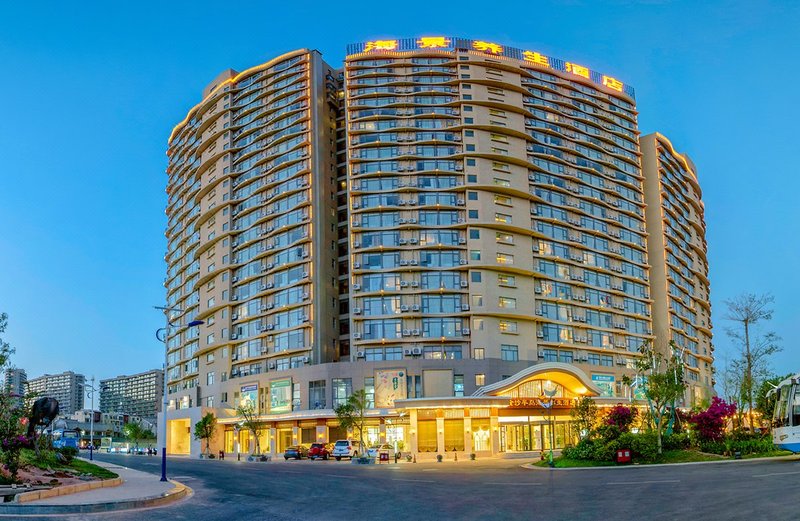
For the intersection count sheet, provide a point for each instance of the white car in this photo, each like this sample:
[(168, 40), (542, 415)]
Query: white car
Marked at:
[(346, 449), (375, 450)]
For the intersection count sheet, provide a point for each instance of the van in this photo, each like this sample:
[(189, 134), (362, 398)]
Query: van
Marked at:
[(347, 449)]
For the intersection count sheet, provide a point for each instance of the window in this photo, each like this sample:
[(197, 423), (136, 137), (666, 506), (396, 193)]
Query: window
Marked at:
[(507, 303), (507, 326), (509, 352), (507, 280), (316, 394), (342, 389), (458, 385)]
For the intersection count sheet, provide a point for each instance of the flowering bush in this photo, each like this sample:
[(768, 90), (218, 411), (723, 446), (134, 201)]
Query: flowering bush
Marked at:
[(621, 417), (710, 424)]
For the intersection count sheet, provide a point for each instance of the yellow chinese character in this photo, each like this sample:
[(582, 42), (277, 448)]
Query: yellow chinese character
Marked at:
[(535, 57), (578, 70), (612, 83), (381, 45), (432, 42), (487, 47)]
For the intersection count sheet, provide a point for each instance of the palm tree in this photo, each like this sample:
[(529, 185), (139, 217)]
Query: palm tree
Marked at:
[(205, 429)]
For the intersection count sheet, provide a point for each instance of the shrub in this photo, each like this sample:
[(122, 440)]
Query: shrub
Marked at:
[(621, 417)]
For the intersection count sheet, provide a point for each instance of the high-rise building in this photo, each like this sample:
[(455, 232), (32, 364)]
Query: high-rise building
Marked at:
[(677, 251), (66, 387), (15, 382), (136, 395), (440, 219)]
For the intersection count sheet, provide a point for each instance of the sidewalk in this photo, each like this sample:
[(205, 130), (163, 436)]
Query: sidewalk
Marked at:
[(138, 490)]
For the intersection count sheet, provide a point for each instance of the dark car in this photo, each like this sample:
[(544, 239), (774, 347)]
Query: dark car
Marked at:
[(295, 452), (320, 450)]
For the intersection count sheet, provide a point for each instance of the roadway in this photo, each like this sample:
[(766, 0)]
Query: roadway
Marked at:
[(464, 490)]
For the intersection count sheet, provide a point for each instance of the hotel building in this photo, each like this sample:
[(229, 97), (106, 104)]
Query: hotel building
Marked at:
[(66, 387), (136, 395), (454, 226)]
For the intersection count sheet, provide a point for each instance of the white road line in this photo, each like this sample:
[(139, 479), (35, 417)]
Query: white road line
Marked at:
[(512, 484), (644, 482), (775, 474)]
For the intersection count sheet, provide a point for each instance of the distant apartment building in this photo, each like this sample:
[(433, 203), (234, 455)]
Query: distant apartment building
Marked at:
[(136, 395), (15, 380), (66, 387)]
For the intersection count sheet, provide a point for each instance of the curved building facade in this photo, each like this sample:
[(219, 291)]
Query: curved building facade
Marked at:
[(439, 214)]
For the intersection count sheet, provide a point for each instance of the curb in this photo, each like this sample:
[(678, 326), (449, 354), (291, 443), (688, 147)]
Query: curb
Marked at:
[(531, 466), (178, 492)]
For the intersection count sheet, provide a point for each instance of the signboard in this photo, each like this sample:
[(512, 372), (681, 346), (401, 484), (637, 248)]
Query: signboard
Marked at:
[(248, 396), (605, 382), (280, 396), (543, 402), (450, 43), (390, 385)]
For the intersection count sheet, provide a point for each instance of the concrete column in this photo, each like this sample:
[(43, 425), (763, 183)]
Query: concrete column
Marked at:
[(273, 441), (495, 428), (440, 436), (468, 435), (322, 434)]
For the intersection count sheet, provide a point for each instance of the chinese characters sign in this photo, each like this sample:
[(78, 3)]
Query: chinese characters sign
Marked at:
[(450, 43)]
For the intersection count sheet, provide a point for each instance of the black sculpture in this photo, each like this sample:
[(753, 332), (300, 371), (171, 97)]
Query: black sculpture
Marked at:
[(43, 412)]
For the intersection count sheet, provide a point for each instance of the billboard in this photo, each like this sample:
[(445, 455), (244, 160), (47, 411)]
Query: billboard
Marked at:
[(390, 385), (280, 396)]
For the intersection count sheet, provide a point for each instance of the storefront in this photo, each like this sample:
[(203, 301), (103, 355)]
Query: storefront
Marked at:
[(529, 411)]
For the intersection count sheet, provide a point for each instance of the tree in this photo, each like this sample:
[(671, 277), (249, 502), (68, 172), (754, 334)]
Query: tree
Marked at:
[(205, 429), (247, 411), (584, 415), (351, 414), (663, 382), (135, 432), (747, 311)]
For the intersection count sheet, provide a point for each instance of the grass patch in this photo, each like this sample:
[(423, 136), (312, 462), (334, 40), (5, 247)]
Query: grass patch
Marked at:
[(48, 461)]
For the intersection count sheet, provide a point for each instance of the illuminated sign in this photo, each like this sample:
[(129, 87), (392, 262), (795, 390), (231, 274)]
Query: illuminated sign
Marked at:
[(535, 57), (578, 70), (558, 403), (453, 43), (433, 42), (612, 83), (381, 45), (493, 48)]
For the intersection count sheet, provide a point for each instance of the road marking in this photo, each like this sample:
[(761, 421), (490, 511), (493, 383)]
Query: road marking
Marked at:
[(511, 484), (644, 482), (775, 474)]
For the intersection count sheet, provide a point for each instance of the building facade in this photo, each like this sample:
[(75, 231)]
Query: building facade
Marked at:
[(438, 215), (66, 387), (15, 383), (137, 395)]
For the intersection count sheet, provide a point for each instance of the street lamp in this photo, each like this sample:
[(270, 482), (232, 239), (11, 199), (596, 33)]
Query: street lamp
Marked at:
[(164, 335)]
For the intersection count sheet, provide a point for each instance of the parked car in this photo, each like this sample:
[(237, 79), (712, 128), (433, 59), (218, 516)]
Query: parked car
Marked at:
[(320, 450), (295, 452), (347, 449), (377, 449)]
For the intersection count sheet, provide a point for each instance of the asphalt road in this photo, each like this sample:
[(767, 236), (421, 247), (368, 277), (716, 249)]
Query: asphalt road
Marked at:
[(484, 490)]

☆ ☆ ☆ ☆

**Your task**
Reproduce the listing word for word, but keep the pictures out of it.

**Result of this exercise**
For the intersection count sheet, provide a point for each instance of the white car in this photo, each like this sample:
[(168, 40), (542, 415)]
Query: white car
Marked at:
[(346, 449), (375, 450)]
For the intersection count sheet, provide a point for each instance of the van in this photo, each like this sample:
[(189, 134), (362, 398)]
Query: van
Marked at:
[(347, 449)]
For the intersection count sheet, provide a point for each instance of the window in this photo, each like this sample:
[(197, 423), (136, 137), (666, 506), (396, 193)]
Query: window
Marked at:
[(507, 303), (507, 326), (509, 352), (507, 280), (316, 394), (342, 389), (458, 385)]
For the intersection count sheet, provide a point for each instance of the flowering bush in this photo, each like this sample:
[(768, 90), (218, 411), (723, 446), (134, 201)]
Query: flowering bush
Marked at:
[(621, 417), (710, 424)]
For the intersection count sheet, provide a point for each instance of the yellow chinese character in this photo, each like this sample:
[(582, 42), (277, 448)]
Query: yellow chinese character
Marked at:
[(535, 57), (578, 70), (612, 83), (381, 45), (432, 42), (487, 47)]
For the intersection count sheet, provide a point for each instance of the palm tree in this photo, each like this sample:
[(529, 185), (139, 217)]
Query: palm tree
Marked at:
[(205, 429)]
For the intersection count sheet, provide a point for each instance of the shrub in this photo, each like this sample:
[(122, 440)]
Query: shrub
Marked at:
[(621, 417)]
For the intersection count sheet, provide a point for each instance of the high-rise building in this photo, each like this sample:
[(455, 232), (32, 364)]
Query: high-rise building
Marked at:
[(677, 251), (66, 387), (15, 382), (136, 395), (440, 219)]
For the intersection count sheet, provide a point for each instance of the sidewalk in this photo, each like this sample:
[(205, 130), (163, 436)]
Query: sidewalk
Marked at:
[(138, 490)]
For the intersection count sheet, provide a point for each instance of the dark car in this photo, each like this sample:
[(544, 239), (774, 347)]
Query: dark car
Marked at:
[(295, 452), (320, 450)]
For the intersection count sheet, provide a point for each instance of the roadway in this photo, each like this sample:
[(766, 0)]
Query: roadway
Marked at:
[(464, 490)]
For the intersection count sheet, provide a point for each instance of the hotel building in this photo, each like this sample:
[(229, 97), (106, 104)]
Query: hotel building
Marked at:
[(66, 387), (136, 395), (454, 226)]
For the intersection count sheet, provide a point for each instance of the white road line in this photo, each like this sample:
[(139, 479), (35, 417)]
Query: white road line
Marked at:
[(512, 484), (644, 482), (775, 474)]
For the intersection count sheet, provide a point for each instance of the distant apartment building in this photo, each like this sample:
[(433, 203), (234, 455)]
Query: distant apartment building
Marked at:
[(136, 395), (15, 380), (66, 387)]
For the intersection count sheet, provide a point for each instance of the curved building facade in this photo, each like this sample:
[(219, 291)]
Query: curved building facade
Marked at:
[(439, 214)]
For the intersection count sheet, provide a point for each instance of the curb in this photo, each like this sample:
[(678, 326), (449, 354), (291, 443), (688, 147)]
Query: curb
Marked at:
[(531, 466), (178, 492)]
For the intersection count sheet, provide a point for each instance of the signboard in this photo, each like this sample:
[(512, 372), (681, 346), (401, 484), (637, 248)]
Query: signboard
Marked at:
[(248, 396), (605, 382), (280, 396), (543, 402), (450, 43), (390, 385)]
For the intersection count sheet, provide a point for each instance of the concrete column in this photo, each like this sample:
[(43, 425), (763, 183)]
Query: concrete column
Marked at:
[(273, 441), (495, 428), (440, 436), (468, 435), (322, 434)]
For the intersection count sheet, provide a point for each instance of the chinese characters sign in this photo, each like this sample:
[(78, 3)]
Query: chinese characters sign
Marked at:
[(450, 43)]
For the intersection count sheet, provide a point for each instance of the black sculpture in this photo, each like this sample:
[(753, 332), (300, 371), (171, 97)]
Query: black sculpture
Marked at:
[(43, 412)]
For the intersection count sheet, provide a point for each instance of the billboard in this photo, each like this sample:
[(445, 455), (244, 160), (47, 411)]
Query: billboard
Marked at:
[(390, 385), (280, 396)]
For the intersection count sheet, provide a point for each instance of the storefront in this photo, each like this sample:
[(203, 301), (103, 355)]
Query: storefront
Marked at:
[(529, 411)]
For the intersection count sheet, provide a point for each instance of the tree in this photo, each like this sample:
[(671, 277), (249, 502), (68, 172), (754, 334)]
Query: tree
Marked at:
[(205, 429), (247, 411), (584, 415), (351, 414), (663, 382), (135, 432), (747, 311)]
For the intersection count sheet, provide a point for each instance of the grass patch in this photo, each like this sample:
[(423, 136), (312, 462), (334, 40), (5, 247)]
Query: grass patch
Marked at:
[(48, 461)]
For the intersection count sheet, provide a point for each instance of the illuminated sign in this photo, each like this sample:
[(129, 87), (392, 262), (795, 390), (231, 274)]
Query: illuminated sign
Marked at:
[(535, 57), (578, 70), (558, 403), (453, 43), (433, 42), (612, 83), (381, 45), (493, 48)]
For the intersection count sheet, provide a point for each instance of the road marking in this photo, each like this sample:
[(761, 421), (490, 511), (493, 383)]
Query: road marking
Marked at:
[(511, 484), (644, 482), (775, 474)]
For the intersection count sheet, provide a point for each instance of the building facade in this photo, each like this sample:
[(75, 231)]
Query: building facade
Marked at:
[(438, 215), (66, 387), (15, 383), (137, 395)]
For the intersection count sheet, provide a point for each instance of the street lamp in this photo, each like this sample:
[(270, 482), (232, 239), (11, 199), (596, 33)]
Query: street lamp
Marked at:
[(164, 335)]
For the intersection count sheet, provide a point for each instance of the parked car in this photo, each like this sample:
[(237, 79), (712, 128), (433, 59), (218, 516)]
Query: parked car
Marked at:
[(320, 450), (295, 452), (347, 449), (377, 449)]
For the intersection count sheet, provide a point for each instance of the asphalt road in this photo, each like this sample:
[(767, 236), (421, 247), (368, 277), (716, 249)]
Query: asphalt road
Marked at:
[(484, 490)]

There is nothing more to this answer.